(Object outline annotations)
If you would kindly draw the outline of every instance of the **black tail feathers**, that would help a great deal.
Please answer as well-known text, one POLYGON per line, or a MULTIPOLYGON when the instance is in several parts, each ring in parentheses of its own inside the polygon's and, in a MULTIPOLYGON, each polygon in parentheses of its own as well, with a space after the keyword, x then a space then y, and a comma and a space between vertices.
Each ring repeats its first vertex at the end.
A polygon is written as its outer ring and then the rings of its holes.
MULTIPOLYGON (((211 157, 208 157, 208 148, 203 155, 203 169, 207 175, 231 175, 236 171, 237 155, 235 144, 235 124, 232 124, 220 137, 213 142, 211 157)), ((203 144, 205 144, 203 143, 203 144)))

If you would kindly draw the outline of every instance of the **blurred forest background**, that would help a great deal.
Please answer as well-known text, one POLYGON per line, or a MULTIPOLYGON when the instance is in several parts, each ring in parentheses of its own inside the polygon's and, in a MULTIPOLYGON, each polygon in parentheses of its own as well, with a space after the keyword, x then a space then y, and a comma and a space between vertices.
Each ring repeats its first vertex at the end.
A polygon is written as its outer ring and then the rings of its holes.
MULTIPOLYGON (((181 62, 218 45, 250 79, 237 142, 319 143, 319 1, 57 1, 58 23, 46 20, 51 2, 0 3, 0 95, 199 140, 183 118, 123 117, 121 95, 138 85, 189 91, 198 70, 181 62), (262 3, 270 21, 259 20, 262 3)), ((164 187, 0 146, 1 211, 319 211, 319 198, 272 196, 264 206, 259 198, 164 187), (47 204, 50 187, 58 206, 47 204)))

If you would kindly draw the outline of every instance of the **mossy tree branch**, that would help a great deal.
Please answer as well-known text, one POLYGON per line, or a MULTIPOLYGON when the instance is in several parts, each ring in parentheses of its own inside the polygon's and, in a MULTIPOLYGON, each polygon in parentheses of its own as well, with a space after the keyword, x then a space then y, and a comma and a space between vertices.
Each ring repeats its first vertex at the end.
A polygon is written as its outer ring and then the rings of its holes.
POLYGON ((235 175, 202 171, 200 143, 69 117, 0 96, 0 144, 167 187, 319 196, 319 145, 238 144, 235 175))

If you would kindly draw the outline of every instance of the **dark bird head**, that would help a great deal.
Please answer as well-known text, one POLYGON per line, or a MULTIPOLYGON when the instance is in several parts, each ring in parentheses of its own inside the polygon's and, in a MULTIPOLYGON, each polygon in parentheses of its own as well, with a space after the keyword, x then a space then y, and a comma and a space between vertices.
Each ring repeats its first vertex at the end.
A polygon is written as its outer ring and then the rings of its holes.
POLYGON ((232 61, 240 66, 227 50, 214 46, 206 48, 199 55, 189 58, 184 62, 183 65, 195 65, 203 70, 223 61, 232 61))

GIVEN PROBLEM
Write out every item above word for word, changing nothing.

WORKED SOLUTION
If you would kindly draw the outline of every instance of the **black tail feathers**, that would help a great deal.
Please answer as well-known text, one POLYGON per line, or a MULTIPOLYGON when the instance is in several parts, each ring in parentheses of its own inside the polygon's and, in a MULTIPOLYGON, each polygon in parentheses of its own as well, with a space after the keyword, x then a space then y, and a comma and a space between vertices.
Each ring repeats its first vertex at the end.
A polygon is written as its outer ring and then the rings of its holes.
MULTIPOLYGON (((211 157, 208 157, 208 148, 203 155, 203 169, 207 175, 231 175, 236 171, 237 155, 235 144, 235 124, 232 124, 220 137, 213 142, 211 157)), ((203 144, 205 144, 203 143, 203 144)))

If you would kindly draw the outline of every instance of the **blurred forest background**, that would help a great deal.
Please answer as well-known text, one POLYGON per line, or a MULTIPOLYGON when the instance is in several parts, each ring in parentheses of its own inside the polygon's and, in a MULTIPOLYGON, each polygon in parentheses of its own as well, with a space after the keyword, x then a space then y, and a comma and a space between vertices.
Each ring repeats its first vertex at the end.
A polygon is written as its outer ring and then the rings of its holes.
MULTIPOLYGON (((181 62, 218 45, 250 79, 237 142, 319 143, 319 1, 57 1, 58 23, 46 20, 51 2, 0 3, 0 95, 199 140, 183 118, 123 117, 121 95, 138 85, 189 91, 198 70, 181 62), (262 3, 270 21, 259 20, 262 3)), ((164 187, 0 146, 1 211, 319 211, 319 198, 272 196, 264 206, 259 198, 164 187), (47 204, 50 187, 58 206, 47 204)))

If you would kindly draw the outline of every instance of the **mossy tree branch**, that would help a great deal.
Please answer as well-known text, one POLYGON per line, or a MULTIPOLYGON when the instance is in several parts, each ring in parentheses of its own inside the polygon's and, in a MULTIPOLYGON, each polygon in parentheses of its own as well, with a space after the keyword, x then a space then y, and a comma and a space between vertices.
Each ring repeats its first vertex at the end.
A polygon is written as its outer ring and then the rings of its holes.
POLYGON ((235 175, 202 171, 200 143, 69 117, 0 96, 0 144, 167 187, 319 196, 319 145, 238 144, 235 175))

If you would kindly draw the outline of every instance of the **dark bird head**, that would help a great deal.
Please answer as well-known text, one POLYGON per line, or a MULTIPOLYGON when the instance is in several parts, each ring in parentheses of its own inside the polygon's and, in a MULTIPOLYGON, each polygon in parentheses of its own as well, with a space after the keyword, x then a space then y, and a comma and a space between vertices.
Each ring repeats its first vertex at the end.
A polygon is written as its outer ring and then the rings of its holes.
POLYGON ((232 61, 240 66, 227 50, 214 46, 206 48, 199 55, 189 58, 184 62, 183 65, 195 65, 203 70, 223 61, 232 61))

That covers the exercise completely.